▸ **DATA**:
*-*-*
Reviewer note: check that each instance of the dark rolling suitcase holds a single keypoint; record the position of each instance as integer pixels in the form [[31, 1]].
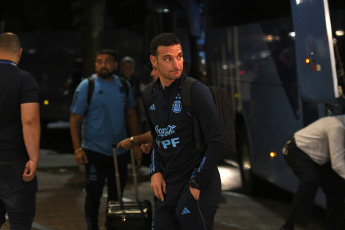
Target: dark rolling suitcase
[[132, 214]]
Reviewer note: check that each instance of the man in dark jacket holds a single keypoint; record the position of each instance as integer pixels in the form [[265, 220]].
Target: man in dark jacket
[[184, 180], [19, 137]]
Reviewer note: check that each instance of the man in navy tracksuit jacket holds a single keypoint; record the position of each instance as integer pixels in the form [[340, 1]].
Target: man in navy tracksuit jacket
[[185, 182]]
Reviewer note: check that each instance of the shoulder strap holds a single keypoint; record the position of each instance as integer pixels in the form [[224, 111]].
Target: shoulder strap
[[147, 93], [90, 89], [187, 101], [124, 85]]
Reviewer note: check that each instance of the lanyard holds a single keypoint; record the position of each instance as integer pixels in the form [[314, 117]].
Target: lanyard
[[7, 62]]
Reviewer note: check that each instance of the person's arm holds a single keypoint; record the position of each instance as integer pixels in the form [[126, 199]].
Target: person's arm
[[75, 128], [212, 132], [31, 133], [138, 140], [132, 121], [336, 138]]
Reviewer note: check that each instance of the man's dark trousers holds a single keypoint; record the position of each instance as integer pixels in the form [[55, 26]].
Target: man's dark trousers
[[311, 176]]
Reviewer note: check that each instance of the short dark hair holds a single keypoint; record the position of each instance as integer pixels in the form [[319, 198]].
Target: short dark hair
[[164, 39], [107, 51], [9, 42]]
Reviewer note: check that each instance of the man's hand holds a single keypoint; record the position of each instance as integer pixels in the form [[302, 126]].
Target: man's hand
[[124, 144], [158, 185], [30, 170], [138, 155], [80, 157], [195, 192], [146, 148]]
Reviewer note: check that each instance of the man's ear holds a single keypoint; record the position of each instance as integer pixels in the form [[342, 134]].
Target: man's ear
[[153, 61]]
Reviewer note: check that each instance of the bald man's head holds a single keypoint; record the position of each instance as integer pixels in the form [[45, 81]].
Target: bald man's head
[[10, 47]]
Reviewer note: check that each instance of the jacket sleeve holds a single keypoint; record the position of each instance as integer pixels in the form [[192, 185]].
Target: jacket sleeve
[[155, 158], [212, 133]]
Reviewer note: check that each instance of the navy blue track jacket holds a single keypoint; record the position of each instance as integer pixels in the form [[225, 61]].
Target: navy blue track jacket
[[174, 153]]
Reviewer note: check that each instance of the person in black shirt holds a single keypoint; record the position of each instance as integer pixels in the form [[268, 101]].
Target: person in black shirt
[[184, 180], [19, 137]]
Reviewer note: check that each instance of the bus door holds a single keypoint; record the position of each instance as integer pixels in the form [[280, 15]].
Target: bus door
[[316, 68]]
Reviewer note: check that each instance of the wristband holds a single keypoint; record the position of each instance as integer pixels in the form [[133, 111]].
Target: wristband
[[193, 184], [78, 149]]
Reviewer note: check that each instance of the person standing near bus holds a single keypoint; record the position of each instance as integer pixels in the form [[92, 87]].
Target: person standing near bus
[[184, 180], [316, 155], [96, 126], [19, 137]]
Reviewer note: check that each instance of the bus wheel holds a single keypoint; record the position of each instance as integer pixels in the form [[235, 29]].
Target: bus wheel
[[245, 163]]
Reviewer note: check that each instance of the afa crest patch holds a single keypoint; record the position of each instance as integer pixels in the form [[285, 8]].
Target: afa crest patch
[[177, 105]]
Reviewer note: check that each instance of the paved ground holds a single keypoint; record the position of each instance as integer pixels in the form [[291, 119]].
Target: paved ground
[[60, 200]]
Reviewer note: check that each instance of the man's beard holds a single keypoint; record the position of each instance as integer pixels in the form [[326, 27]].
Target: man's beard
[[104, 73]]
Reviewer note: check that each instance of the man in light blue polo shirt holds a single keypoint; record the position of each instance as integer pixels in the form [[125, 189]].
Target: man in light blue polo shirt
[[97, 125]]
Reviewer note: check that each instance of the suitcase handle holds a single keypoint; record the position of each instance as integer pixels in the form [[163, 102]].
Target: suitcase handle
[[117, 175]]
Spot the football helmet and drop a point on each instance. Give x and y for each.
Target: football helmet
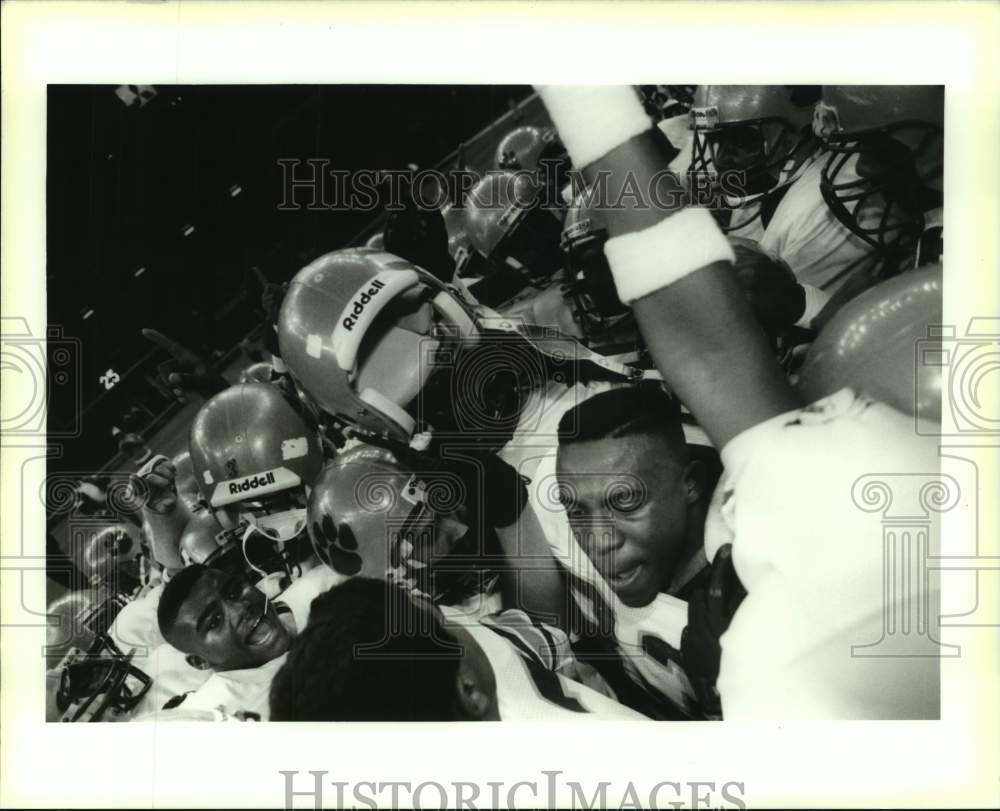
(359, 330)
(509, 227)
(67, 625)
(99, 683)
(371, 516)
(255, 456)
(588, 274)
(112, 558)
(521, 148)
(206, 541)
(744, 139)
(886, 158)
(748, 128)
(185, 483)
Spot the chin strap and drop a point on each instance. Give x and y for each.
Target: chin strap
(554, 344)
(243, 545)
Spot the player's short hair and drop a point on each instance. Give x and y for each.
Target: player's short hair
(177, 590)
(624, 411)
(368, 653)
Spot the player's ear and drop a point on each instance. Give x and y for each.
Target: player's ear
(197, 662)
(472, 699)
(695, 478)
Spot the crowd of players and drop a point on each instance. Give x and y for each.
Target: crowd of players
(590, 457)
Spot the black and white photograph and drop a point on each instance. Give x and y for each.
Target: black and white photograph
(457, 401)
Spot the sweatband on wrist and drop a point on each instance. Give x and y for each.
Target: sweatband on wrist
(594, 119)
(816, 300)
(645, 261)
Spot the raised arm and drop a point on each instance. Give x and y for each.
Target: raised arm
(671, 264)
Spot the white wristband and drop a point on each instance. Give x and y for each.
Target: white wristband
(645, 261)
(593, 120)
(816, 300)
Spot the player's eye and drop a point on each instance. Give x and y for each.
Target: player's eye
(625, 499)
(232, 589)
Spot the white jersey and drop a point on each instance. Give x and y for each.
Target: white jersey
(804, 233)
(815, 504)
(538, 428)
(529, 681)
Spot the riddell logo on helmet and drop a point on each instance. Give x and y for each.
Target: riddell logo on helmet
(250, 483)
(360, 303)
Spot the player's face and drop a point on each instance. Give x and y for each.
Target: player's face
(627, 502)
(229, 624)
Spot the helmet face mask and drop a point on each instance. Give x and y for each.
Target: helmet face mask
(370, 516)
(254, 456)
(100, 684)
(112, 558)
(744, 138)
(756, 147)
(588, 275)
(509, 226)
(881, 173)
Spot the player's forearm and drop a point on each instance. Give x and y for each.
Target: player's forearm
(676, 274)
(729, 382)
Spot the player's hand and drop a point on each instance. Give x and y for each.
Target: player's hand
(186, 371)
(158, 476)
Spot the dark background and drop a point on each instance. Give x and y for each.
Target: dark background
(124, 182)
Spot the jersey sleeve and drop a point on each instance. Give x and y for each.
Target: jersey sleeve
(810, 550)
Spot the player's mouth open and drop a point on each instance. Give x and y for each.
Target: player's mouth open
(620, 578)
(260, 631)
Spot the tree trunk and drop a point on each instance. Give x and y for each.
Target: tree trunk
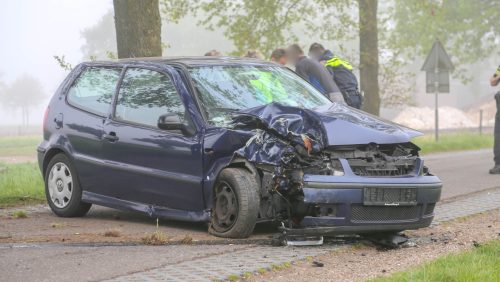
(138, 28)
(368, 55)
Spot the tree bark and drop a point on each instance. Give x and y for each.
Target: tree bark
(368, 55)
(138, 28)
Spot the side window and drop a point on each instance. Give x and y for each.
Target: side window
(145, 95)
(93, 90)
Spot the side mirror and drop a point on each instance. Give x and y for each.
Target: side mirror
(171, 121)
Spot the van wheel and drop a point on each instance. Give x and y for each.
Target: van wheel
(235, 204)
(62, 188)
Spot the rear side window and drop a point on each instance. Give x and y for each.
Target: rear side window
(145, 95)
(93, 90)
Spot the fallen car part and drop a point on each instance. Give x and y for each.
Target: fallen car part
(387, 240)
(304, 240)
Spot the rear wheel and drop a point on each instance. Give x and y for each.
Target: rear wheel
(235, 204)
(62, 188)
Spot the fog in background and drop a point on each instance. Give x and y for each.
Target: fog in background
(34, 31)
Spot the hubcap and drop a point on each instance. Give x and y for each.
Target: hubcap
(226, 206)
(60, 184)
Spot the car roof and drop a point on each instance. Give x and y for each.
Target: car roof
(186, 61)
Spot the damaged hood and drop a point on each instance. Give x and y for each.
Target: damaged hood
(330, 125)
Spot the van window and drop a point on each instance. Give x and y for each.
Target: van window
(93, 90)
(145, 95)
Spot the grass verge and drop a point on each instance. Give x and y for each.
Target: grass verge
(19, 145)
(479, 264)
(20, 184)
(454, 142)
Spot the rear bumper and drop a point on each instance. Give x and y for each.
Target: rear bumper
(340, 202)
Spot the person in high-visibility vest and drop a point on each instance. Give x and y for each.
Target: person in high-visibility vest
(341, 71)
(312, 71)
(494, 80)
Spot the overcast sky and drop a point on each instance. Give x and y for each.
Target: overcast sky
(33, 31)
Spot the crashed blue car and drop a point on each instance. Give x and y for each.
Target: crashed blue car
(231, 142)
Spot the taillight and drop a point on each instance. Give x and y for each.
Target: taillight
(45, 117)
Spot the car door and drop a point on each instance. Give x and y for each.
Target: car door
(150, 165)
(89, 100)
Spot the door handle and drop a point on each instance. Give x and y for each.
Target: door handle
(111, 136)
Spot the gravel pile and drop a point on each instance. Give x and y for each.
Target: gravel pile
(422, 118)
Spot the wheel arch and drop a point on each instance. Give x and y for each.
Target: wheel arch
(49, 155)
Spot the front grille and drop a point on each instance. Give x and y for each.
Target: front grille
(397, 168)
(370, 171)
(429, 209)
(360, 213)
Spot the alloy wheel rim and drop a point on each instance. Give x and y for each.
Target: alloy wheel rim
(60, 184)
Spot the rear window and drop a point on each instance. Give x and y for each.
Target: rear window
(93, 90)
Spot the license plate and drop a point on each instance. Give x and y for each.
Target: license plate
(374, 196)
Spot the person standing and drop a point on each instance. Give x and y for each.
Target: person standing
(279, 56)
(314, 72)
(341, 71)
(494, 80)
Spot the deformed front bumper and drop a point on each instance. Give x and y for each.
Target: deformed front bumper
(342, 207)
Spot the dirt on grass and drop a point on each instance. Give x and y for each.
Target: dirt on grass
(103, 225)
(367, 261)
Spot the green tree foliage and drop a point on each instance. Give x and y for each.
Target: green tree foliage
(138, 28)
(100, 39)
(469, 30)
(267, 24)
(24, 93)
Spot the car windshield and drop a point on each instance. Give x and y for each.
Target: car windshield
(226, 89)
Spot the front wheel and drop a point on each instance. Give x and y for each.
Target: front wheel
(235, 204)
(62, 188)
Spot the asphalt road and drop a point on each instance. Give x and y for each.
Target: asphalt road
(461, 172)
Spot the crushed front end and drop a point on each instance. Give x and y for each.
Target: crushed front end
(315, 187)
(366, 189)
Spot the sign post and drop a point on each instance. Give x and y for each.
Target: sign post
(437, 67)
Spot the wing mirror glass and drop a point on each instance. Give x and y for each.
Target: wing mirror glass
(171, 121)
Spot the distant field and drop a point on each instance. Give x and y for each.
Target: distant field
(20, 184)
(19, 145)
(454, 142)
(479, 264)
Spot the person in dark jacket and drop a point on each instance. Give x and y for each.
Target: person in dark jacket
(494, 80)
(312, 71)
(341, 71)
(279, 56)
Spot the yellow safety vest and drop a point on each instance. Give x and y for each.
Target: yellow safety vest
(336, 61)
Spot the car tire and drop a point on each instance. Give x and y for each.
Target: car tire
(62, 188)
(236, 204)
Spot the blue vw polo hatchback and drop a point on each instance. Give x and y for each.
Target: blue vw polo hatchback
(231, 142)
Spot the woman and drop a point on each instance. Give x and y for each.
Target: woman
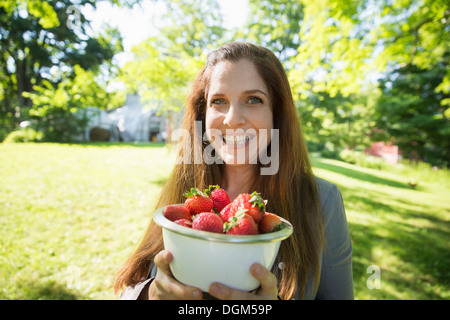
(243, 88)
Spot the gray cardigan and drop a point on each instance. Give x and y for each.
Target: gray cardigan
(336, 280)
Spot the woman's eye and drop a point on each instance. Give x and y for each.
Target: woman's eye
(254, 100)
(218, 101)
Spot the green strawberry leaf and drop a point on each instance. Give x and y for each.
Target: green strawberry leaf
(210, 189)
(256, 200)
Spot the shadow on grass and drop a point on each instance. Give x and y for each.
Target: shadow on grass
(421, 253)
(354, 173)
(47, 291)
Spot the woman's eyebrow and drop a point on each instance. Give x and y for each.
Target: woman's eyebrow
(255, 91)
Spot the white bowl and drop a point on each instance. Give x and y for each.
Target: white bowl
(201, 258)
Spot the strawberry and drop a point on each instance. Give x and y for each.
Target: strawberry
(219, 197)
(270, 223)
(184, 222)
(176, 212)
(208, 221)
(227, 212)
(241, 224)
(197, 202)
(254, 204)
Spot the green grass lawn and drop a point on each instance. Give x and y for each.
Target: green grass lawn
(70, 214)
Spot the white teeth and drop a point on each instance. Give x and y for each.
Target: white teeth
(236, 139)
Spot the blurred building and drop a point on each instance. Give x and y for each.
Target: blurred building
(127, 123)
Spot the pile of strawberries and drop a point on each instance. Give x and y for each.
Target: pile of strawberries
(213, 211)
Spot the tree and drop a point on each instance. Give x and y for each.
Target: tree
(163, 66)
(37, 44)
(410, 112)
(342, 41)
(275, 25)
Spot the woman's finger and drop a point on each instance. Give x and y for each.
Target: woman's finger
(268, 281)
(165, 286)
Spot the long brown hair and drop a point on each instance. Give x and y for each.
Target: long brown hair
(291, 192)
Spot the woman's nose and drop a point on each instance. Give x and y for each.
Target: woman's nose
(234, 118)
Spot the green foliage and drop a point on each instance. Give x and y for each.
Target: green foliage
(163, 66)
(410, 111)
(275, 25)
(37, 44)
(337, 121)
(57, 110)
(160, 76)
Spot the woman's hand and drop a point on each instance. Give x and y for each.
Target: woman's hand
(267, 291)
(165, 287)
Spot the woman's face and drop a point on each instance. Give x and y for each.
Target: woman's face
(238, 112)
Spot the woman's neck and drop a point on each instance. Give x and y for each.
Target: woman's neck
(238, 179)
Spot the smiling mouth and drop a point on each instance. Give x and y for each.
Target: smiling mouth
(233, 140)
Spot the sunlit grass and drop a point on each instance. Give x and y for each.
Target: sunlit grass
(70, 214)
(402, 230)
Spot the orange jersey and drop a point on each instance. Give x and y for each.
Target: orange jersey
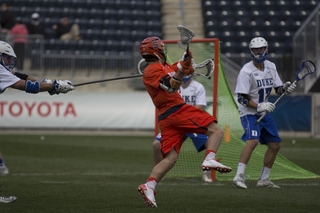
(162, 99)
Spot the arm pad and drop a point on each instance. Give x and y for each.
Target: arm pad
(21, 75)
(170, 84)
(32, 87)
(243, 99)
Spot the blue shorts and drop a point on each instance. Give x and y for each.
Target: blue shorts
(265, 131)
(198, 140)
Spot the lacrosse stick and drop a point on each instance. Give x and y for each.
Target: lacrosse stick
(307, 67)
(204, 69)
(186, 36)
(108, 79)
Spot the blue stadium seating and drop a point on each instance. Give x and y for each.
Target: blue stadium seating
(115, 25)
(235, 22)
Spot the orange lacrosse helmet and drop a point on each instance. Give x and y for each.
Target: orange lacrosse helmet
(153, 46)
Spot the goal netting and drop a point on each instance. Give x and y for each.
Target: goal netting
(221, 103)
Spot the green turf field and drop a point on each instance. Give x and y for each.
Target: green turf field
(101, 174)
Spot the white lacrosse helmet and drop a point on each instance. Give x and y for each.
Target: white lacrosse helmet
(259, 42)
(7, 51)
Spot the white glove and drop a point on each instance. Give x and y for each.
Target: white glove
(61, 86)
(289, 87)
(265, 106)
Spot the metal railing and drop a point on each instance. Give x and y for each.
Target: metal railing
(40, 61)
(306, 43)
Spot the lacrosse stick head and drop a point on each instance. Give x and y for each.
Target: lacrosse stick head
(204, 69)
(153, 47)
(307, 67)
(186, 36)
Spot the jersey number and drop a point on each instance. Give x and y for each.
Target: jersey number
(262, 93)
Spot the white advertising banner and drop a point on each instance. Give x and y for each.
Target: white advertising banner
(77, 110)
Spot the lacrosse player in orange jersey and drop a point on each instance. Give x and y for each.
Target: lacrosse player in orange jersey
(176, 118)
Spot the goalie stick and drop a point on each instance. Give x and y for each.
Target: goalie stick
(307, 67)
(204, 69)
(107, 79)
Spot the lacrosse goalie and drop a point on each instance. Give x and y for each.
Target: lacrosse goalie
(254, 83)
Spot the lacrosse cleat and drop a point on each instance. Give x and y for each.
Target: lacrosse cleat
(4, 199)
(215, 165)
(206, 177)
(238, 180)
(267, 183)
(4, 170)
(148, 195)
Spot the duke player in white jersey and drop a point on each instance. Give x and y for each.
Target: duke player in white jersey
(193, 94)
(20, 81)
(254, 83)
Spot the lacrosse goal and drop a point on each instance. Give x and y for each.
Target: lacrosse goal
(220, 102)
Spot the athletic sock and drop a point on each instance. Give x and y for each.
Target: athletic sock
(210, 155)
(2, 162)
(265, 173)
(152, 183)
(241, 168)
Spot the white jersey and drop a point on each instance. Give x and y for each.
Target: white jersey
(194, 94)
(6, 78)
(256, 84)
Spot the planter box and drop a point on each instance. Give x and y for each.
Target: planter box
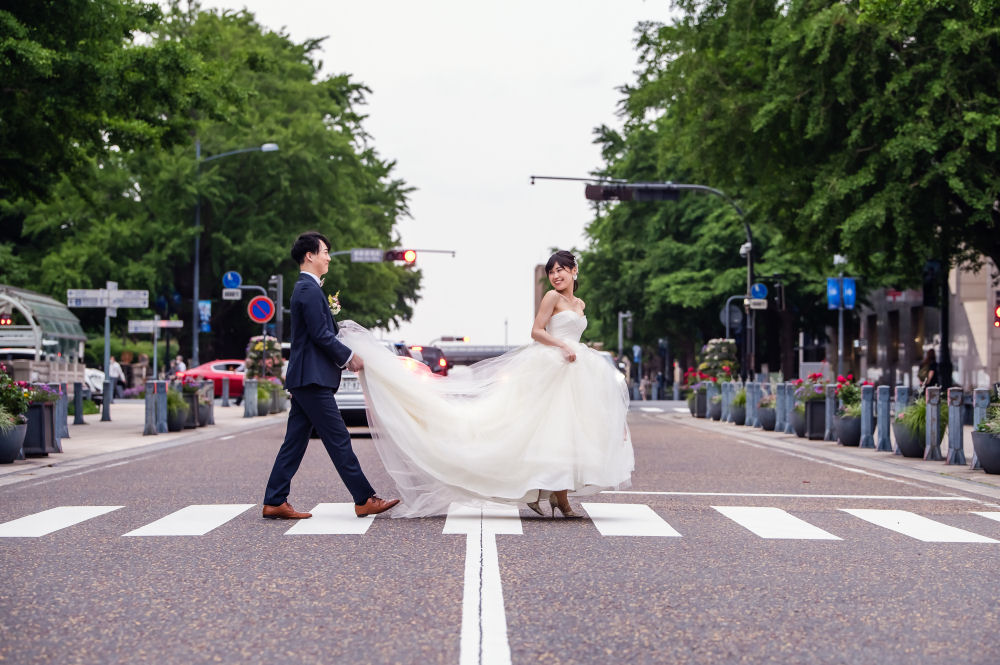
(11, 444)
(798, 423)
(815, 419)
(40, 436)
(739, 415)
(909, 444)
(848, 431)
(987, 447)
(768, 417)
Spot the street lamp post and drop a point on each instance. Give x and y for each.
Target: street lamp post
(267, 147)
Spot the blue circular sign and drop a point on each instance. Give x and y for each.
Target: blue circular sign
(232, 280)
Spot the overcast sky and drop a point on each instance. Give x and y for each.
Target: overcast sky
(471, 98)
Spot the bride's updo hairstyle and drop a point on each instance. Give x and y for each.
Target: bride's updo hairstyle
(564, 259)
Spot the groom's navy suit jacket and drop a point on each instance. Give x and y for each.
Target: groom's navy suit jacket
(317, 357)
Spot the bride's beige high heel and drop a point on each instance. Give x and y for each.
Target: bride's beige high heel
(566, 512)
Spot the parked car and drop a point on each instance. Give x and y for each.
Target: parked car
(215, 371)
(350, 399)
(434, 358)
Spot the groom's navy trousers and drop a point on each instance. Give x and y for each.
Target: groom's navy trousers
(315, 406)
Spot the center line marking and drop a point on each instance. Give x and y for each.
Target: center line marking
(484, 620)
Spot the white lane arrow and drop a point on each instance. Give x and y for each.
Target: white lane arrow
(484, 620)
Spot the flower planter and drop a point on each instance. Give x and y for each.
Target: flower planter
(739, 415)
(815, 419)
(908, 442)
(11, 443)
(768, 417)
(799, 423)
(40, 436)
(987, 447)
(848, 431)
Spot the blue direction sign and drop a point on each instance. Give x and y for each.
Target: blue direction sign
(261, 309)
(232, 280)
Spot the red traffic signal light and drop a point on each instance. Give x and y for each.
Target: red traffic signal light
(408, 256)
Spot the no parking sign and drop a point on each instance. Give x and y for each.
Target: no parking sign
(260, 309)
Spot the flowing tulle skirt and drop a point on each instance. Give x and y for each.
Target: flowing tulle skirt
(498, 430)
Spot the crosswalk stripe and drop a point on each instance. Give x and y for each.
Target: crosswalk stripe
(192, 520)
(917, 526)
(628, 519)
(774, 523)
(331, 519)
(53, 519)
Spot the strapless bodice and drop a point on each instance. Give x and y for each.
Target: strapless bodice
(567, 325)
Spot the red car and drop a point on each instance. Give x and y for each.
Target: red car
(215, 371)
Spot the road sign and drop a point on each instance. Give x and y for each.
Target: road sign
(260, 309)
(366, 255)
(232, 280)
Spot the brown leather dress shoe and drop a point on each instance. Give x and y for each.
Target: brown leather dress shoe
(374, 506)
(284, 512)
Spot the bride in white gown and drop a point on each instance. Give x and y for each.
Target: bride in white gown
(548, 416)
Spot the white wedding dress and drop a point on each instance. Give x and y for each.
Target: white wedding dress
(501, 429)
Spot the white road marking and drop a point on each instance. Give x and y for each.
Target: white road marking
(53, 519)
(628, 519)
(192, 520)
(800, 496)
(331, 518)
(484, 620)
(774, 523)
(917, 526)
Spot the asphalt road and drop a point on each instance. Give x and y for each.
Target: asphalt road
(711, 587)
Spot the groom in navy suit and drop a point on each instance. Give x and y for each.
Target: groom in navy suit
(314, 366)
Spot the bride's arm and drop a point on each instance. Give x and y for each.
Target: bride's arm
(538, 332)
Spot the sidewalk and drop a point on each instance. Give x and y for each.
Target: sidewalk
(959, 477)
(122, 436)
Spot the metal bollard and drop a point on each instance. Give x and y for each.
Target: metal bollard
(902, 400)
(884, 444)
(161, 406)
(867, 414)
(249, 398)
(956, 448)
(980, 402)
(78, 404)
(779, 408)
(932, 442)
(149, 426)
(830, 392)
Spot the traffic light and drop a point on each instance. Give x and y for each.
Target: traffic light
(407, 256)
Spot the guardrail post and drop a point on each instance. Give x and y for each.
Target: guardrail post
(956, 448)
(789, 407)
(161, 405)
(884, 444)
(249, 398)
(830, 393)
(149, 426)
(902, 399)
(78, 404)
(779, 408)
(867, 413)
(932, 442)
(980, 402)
*-*-*
▸ **YOUR OBJECTIVE**: Only one stretch of the records above is wanted: the lines between the one holding "Target: pile of strawberries" and the one holding "Spot the green foliage", inclusive, reproduced exactly.

▸ **OUTPUT OF THE EXERCISE**:
Target: pile of strawberries
(213, 211)
Spot the tree and drop a point on each instance. Give x and y for each.
Target: tree
(163, 66)
(37, 44)
(410, 112)
(342, 41)
(275, 25)
Spot the woman's finger and drop a point on each instance. Give x and y for each.
Target: woman's finger
(268, 281)
(165, 286)
Spot the long brown hair and drop a point on each instance. Give x and y for each.
Target: long brown hair
(291, 192)
Spot the woman's nose and drop a point on each instance. Give x and y for each.
Target: woman's nose
(234, 118)
Spot the green foliage and drop a point on each instance. Give x and y for each.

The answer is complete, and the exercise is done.